**WHAT THE TASK REQUIRES**
Answer these questions about the film review below:
(a) Who wrote the script of Speak No Evil?
(b) What overall rating does the review give?
(c) How many adults are given emotionally revealing moments?

**TEXT EXCERPT**
+ + + + + + +
Dir - Christian Tafdrup
Overall: WOOF
The third full-length from Danish actor-turned director Christian Tafdrup, Speak No Evil suffers from an aggravating, implausible script and unnecessary unpleasantness, so much so that its admirable technical qualities fail to redeem it. Written by Tafdrup and his brother Mads, the plotting unfortunately resolves around an increasing number of glaring red flag to emerge that keep the characters in place so the movie does not logically end after the first or second act at best. It is even worse though that it all builds up to a predictable, obnoxiously miserable conclusion where the villain's eye-brow raising behavior is both pointless and stupid, only serving some sort of insultingly vague critique on middle class social niceties. The artful, mostly reserved approach ultimately shows an atrocious side of humanity for the mere shocking sake of it, begging the audience to care about something that is as far from thought-proving as it is tolerable. Each of the four adults are given some emotionally revealing moments though and the small cast deliver strong performances despite the material's inherent flaws. So for anyone who wants their night ruined just because why not, knock yourself out.
+ + + + + + +
Saved data entries
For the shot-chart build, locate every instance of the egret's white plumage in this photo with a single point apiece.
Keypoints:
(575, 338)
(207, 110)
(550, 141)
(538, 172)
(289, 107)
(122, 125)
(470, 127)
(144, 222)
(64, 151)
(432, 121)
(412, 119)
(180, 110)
+ + + + + + +
**EXERCISE RESULT**
(a) Christian Tafdrup and his brother Mads
(b) WOOF
(c) Four